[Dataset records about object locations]
========================
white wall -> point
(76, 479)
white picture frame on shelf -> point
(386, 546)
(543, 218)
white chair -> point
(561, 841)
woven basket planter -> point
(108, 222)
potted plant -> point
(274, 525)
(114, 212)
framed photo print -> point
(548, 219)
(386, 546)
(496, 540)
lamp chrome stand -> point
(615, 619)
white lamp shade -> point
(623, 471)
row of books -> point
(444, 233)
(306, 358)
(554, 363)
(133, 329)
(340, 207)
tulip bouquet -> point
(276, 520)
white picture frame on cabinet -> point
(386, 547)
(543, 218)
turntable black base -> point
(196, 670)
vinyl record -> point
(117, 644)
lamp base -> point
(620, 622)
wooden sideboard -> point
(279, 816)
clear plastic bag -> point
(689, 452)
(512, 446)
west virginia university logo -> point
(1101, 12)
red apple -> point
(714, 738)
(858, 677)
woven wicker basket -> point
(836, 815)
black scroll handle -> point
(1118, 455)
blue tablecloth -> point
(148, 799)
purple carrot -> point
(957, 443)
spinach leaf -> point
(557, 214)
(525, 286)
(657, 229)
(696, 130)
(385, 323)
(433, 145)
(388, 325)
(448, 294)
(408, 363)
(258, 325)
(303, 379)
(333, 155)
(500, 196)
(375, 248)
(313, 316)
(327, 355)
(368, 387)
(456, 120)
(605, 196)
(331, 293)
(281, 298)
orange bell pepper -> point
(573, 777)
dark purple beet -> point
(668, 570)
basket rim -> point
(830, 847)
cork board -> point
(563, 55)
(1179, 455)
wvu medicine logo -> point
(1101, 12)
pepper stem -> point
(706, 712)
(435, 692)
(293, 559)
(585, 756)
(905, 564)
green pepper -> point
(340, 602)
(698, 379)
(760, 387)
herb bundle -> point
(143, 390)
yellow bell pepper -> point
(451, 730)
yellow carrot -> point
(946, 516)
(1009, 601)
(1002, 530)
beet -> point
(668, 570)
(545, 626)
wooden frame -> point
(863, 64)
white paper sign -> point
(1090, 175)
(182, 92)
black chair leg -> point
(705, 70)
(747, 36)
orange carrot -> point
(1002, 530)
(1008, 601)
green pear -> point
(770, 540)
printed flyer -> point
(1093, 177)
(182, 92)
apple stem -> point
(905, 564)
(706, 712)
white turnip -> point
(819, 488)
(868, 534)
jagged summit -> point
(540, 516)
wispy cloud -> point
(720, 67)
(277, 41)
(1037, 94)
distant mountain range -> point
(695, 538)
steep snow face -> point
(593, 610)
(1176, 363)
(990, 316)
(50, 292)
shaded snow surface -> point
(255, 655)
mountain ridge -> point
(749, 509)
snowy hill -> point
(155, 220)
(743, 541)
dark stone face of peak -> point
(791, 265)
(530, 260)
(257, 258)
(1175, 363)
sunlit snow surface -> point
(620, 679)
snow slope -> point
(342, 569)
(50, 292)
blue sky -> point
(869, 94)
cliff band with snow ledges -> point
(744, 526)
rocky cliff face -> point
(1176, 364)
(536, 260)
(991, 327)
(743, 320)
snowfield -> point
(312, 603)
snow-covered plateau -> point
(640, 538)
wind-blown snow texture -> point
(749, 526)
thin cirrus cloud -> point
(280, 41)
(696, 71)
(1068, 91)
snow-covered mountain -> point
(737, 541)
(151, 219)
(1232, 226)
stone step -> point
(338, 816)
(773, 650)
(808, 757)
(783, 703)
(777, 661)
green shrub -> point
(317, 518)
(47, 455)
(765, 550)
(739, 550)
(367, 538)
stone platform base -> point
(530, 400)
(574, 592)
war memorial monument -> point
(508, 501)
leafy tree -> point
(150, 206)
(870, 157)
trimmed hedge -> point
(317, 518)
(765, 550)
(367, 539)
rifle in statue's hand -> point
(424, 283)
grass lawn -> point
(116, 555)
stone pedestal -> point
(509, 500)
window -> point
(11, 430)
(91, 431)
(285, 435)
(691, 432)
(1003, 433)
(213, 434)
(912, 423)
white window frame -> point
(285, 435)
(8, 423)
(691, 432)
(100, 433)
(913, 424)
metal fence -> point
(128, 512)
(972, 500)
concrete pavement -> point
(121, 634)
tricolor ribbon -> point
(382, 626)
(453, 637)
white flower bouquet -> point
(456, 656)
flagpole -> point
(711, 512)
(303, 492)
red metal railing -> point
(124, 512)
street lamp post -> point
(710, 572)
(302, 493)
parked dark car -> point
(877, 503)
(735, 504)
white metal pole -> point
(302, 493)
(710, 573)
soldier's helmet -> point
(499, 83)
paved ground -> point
========================
### Task to carry out
Write out the material again, switching "wooden" to "timber" everywhere it occurs and leaving the rest unchanged.

### Result of this task
white wall -> point
(76, 479)
white picture frame on shelf -> point
(386, 546)
(543, 218)
white chair -> point
(561, 841)
woven basket planter -> point
(108, 222)
potted plant -> point
(274, 525)
(114, 212)
framed photo print -> point
(548, 219)
(386, 546)
(496, 540)
lamp chrome stand -> point
(615, 619)
white lamp shade -> point
(623, 471)
row of books -> point
(444, 233)
(306, 358)
(554, 363)
(133, 329)
(340, 207)
tulip bouquet -> point
(276, 520)
white picture frame on cabinet -> point
(386, 547)
(543, 218)
turntable black base -> point
(196, 670)
vinyl record -> point
(117, 644)
lamp base -> point
(620, 622)
timber sideboard -> point
(279, 816)
clear plastic bag -> point
(689, 452)
(512, 446)
west virginia university logo -> point
(1101, 12)
red apple -> point
(714, 738)
(858, 677)
woven wicker basket -> point
(836, 815)
black scroll handle -> point
(1118, 455)
blue tablecloth -> point
(148, 799)
purple carrot -> point
(957, 443)
spinach leaf -> point
(557, 214)
(525, 286)
(657, 229)
(696, 130)
(385, 323)
(433, 145)
(388, 325)
(448, 294)
(408, 363)
(258, 325)
(303, 379)
(333, 155)
(500, 196)
(375, 248)
(313, 316)
(327, 355)
(368, 387)
(456, 120)
(605, 196)
(331, 293)
(281, 298)
orange bell pepper -> point
(573, 777)
dark purple beet -> point
(668, 570)
basket rim -> point
(830, 847)
cork board -> point
(563, 55)
(1179, 455)
wvu medicine logo -> point
(1101, 12)
pepper stem -> point
(706, 712)
(435, 692)
(293, 559)
(585, 756)
(905, 564)
green pepper -> point
(340, 602)
(698, 379)
(760, 387)
herb bundle -> point
(143, 390)
yellow bell pepper -> point
(451, 730)
yellow carrot -> point
(946, 516)
(1009, 601)
(1002, 530)
beet -> point
(668, 570)
(545, 626)
timber frame -> point
(863, 64)
white paper sign -> point
(1090, 175)
(182, 92)
black chair leg -> point
(705, 70)
(747, 36)
orange carrot -> point
(1002, 530)
(1008, 601)
green pear -> point
(770, 540)
printed flyer -> point
(1093, 177)
(182, 92)
apple stem -> point
(905, 564)
(706, 712)
white turnip -> point
(819, 488)
(868, 534)
jagged summit -> point
(540, 516)
wispy cloud -> point
(720, 67)
(277, 41)
(1037, 94)
distant mountain range -> point
(695, 538)
steep snow face -> point
(593, 610)
(1176, 363)
(990, 316)
(50, 292)
shaded snow surface -> point
(255, 655)
mountain ridge -> point
(749, 509)
snowy hill -> point
(155, 220)
(743, 541)
dark stone face of peak -> point
(791, 265)
(530, 260)
(257, 258)
(1175, 363)
sunlit snow surface -> point
(620, 679)
snow slope -> point
(342, 569)
(50, 292)
blue sky -> point
(869, 94)
cliff band with snow ledges -> point
(744, 526)
rocky cliff face -> point
(1176, 364)
(536, 260)
(991, 327)
(743, 320)
snowfield -> point
(312, 603)
snow-covered plateau -> point
(640, 538)
wind-blown snow texture -> point
(749, 526)
thin cirrus cloud -> point
(280, 41)
(696, 71)
(1068, 91)
snow-covered mountain -> point
(737, 541)
(151, 219)
(1232, 226)
stone step -> point
(338, 816)
(773, 650)
(808, 757)
(783, 703)
(777, 661)
green shrub -> point
(317, 518)
(47, 455)
(765, 550)
(739, 550)
(367, 538)
stone platform base -> point
(530, 400)
(574, 592)
war memorial monument -> point
(508, 501)
leafy tree -> point
(150, 206)
(870, 157)
trimmed hedge -> point
(317, 518)
(765, 550)
(367, 539)
rifle in statue's hand -> point
(424, 283)
grass lawn -> point
(116, 555)
stone pedestal -> point
(509, 500)
window -> point
(11, 430)
(91, 431)
(285, 435)
(691, 432)
(1003, 433)
(213, 434)
(912, 423)
white window frame -> point
(285, 435)
(8, 423)
(691, 432)
(100, 433)
(913, 424)
metal fence -> point
(128, 512)
(972, 500)
concrete pavement -> point
(121, 634)
tricolor ribbon -> point
(382, 626)
(453, 637)
white flower bouquet -> point
(456, 656)
flagpole -> point
(711, 512)
(303, 492)
red metal railing -> point
(124, 512)
street lamp post -> point
(710, 572)
(302, 493)
parked dark car -> point
(877, 503)
(735, 504)
white metal pole -> point
(302, 493)
(710, 573)
soldier's helmet -> point
(499, 83)
paved ground -> point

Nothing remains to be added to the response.